Какой город в тексте о Робинзоне и России назван придуманным как «окно в Европу»?
══ Исходный текст
У меня есть эссе «Литературный герой как герой». Я приведу два важных примера – Робинзона и Гулливера. Робинзон – это человек, который оказался на острове. Россия не знает островного состояния – вот в чем существо вопроса. Откуда Робинзон? – из Англии, с острова. Он переместился с острова на остров. Но пережил он то, что Россия пережила в ГУЛАГе. Это, кстати, была гениальная догадка Солженицына – назвать ГУЛАГ «архипелагом», т.е. системой островов. Я думаю, что неосвоенность русского пространства связана с его не островным, а территориальным, слишком плоским развернутым состоянием и отсутствием времени в нем. Как сказал один из моих героев: «Если человек изобрел тюрьму для того, чтобы заменить пространство временем, то Господь изобрел Россию для того, чтобы заменить время пространством».
Я всю жизнь был невыездной, и всегда меня влекли Англия и Япония – как два состояния всегда современного мира и при этом сохранения очень традиционного мышления. Очень редкое состояние чувства времени и пространства.
Л.Ш.: – А как же бесконечность пространства России связана с ее историей?
А.Б.: – Робинзон – это англичанин, который на клочке случайного ГУЛАГа познал, что такое заточение и что такое время. Помните, как он все это освоил?
Но он стал фигурой детских книжек. Мысль о Робинзоне мне пришла, когда я читал «Записки из мертвого дома» Достоевского. Мне надо было для немцев написать по заказу статью. И вдруг я заметил, что Робинзона связывает ниточка с героем «Записок из мертвого дома». Идея робинзонады для русского человека более или менее близка – надо было осваивать эту землю. Тогда у меня возникла идея, что ГУЛАГ тоже был самой страшной формой цивилизации. Он был освоением пространства, которое так и не было освоено. Оно было только захвачено, и никогда не было освоено. Это хорошо, что рядом с Америкой есть Канада, и она зарезервирована как земля. А вот такое полуразорение и полурезервацию, которой является Сибирь, представить довольно трудно. Я думаю, что нас сковывали не татары и не большевики или что-либо другое. Нас все время сковывало это однажды нахватанное пространство. Такое впечатление, что Россия ринулась на восток когда-то давно не с идеей захватить Азию или стать Азией, а с идеей отмены самого понятия Азии. Когда я достиг Владивостока, я понял, что это симметрично моему родному городу – Петербургу, который придуман как «окно в Европу». Но это мутное и до сих пор непромытое окошко. И вдруг я на другом конце увидел такой же Владивосток. Я представил себе все это огромное существо с двумя маленькими глазами.
Почему в Европе возникла цивилизация? Она вся изрезана, у нее есть север и юг, и всюду есть кусочки. Пока она развивалась, страны, естественно, приобретали физико-географические и языковые границы. Хотя это было не так просто. Так получилась европейская цивилизация. А в Азии – пустота. Но нельзя забывать ни о древнем Китае, ни о древней Индии. Это такие огромные древние цивилизации.
════
══ Предоставленный материал
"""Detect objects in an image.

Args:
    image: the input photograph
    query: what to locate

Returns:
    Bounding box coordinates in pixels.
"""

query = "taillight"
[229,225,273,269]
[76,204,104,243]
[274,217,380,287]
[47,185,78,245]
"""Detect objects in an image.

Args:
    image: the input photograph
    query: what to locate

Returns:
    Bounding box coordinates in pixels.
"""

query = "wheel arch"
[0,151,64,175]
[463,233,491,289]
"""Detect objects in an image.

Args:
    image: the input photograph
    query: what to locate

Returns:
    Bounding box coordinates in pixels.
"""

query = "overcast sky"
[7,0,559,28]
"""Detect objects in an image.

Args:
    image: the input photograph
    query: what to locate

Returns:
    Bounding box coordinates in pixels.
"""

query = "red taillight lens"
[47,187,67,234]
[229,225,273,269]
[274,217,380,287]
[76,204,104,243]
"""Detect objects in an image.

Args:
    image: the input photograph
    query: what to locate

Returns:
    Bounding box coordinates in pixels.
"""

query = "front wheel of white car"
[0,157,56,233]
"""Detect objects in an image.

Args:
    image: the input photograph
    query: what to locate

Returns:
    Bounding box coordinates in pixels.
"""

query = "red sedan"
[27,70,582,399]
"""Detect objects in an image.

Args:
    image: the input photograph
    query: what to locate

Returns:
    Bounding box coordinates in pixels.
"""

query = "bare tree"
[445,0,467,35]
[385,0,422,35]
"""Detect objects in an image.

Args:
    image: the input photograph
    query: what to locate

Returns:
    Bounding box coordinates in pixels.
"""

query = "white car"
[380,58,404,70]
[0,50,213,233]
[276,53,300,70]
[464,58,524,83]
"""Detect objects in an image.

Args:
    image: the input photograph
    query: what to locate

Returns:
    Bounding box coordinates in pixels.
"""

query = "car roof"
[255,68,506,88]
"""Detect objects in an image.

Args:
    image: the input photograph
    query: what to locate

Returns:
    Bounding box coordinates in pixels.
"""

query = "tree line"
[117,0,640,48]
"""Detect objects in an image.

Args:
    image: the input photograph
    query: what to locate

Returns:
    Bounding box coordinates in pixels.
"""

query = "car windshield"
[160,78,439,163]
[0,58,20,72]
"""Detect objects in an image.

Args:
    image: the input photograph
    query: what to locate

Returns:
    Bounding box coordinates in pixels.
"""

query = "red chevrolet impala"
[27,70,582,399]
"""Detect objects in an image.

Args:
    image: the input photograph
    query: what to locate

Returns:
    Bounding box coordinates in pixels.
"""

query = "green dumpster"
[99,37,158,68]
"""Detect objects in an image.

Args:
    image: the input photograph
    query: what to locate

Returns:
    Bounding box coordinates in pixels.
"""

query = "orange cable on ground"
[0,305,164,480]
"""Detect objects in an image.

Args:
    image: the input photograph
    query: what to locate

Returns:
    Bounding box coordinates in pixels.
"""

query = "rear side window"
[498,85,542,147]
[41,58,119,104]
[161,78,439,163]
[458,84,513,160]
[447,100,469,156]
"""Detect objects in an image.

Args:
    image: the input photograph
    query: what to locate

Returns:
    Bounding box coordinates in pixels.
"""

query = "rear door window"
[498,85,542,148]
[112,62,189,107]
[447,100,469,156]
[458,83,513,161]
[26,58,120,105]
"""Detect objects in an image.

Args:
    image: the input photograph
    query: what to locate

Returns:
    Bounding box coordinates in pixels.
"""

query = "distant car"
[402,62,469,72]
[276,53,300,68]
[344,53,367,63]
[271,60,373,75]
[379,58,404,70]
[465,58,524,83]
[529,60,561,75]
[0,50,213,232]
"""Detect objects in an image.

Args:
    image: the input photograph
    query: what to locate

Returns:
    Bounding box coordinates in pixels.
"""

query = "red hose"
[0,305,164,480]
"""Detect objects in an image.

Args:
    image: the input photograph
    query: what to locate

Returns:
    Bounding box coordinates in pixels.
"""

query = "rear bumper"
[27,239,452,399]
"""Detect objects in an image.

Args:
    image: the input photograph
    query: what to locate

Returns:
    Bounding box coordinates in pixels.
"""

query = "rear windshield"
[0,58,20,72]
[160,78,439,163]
════
## Ожидаемый ответ
Петербург.